• [SELECTED EXCERPT]:
.....

A manufacturer knows that their items have a normally distributed length, with a mean of 16.9 inches, and standard deviation of 3.7 inches.

If one item is chosen at random, what is the probability that it is less than 21.9 inches long?

1 answer

To find the probability that a randomly selected item has a length less than 21.9 inches, we can use the properties of the normal distribution. We will first standardize the value using the Z-score formula:

\[ Z = \frac{X - \mu}{\sigma} \]

where:

  • \( X \) is the value we are interested in (21.9 inches),
  • \( \mu \) is the mean (16.9 inches),
  • \( \sigma \) is the standard deviation (3.7 inches).

Substituting the values:

\[ Z = \frac{21.9 - 16.9}{3.7} = \frac{5.0}{3.7} \approx 1.3514 \]

Now that we have the Z-score, we can use the Z-table (or a calculator) to find the probability that corresponds to \( Z = 1.3514 \).

Looking at the Z-table or using a calculator, we find:

\[ P(Z < 1.3514) \approx 0.9115 \]

Thus, the probability that a randomly selected item is less than 21.9 inches long is approximately 0.9115 or 91.15%.

So, the final answer is:

\[ \text{Probability} \approx 0.9115 \]

.....

• [OBJECTIVES]:
- a) Reproduce the stretch of the probability problem from "Now that we" through "0.9115 or 91.15%.".
- b) In the probability problem, list each symbol defined in the bulleted list after "where:" and state what it stands for.

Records
.....

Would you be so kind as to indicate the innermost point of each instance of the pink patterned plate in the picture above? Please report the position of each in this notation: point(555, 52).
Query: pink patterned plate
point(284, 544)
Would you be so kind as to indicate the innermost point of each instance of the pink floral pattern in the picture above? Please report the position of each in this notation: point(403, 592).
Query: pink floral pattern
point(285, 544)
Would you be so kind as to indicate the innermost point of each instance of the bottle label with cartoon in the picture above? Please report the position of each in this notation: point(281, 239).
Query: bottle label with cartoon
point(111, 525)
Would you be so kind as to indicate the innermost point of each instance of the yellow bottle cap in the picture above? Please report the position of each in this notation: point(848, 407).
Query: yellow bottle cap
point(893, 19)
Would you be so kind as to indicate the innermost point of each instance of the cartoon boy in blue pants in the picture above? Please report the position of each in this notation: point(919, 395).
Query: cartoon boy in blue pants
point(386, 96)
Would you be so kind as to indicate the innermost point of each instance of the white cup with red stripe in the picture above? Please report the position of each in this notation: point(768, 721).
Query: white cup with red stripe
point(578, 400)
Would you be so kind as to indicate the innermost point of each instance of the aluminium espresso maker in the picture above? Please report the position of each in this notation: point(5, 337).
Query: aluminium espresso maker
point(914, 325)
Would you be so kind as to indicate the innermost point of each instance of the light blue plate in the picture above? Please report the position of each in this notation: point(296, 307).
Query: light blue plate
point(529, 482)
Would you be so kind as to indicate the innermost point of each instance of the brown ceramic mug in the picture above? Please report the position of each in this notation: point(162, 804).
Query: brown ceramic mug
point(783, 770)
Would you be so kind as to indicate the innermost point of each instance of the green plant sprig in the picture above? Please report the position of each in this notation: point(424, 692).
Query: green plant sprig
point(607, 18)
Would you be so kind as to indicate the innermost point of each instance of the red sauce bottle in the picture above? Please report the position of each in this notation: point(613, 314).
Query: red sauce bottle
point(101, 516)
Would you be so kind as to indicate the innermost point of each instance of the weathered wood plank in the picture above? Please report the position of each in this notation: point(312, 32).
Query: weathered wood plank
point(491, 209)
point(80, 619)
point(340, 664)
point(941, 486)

.....

• [PER-TASK ANSWERS]:
- a)
Now that we have the Z-score, we can use the Z-table (or a calculator) to find the probability that corresponds to \( Z = 1.3514 \).

Looking at the Z-table or using a calculator, we find:

\[ P(Z < 1.3514) \approx 0.9115 \]

Thus, the probability that a randomly selected item is less than 21.9 inches long is approximately 0.9115 or 91.15%.

- b)
- \( X \): the value of interest (21.9 inches)
- \( \mu \): the mean (16.9 inches)
- \( \sigma \): the standard deviation (3.7 inches)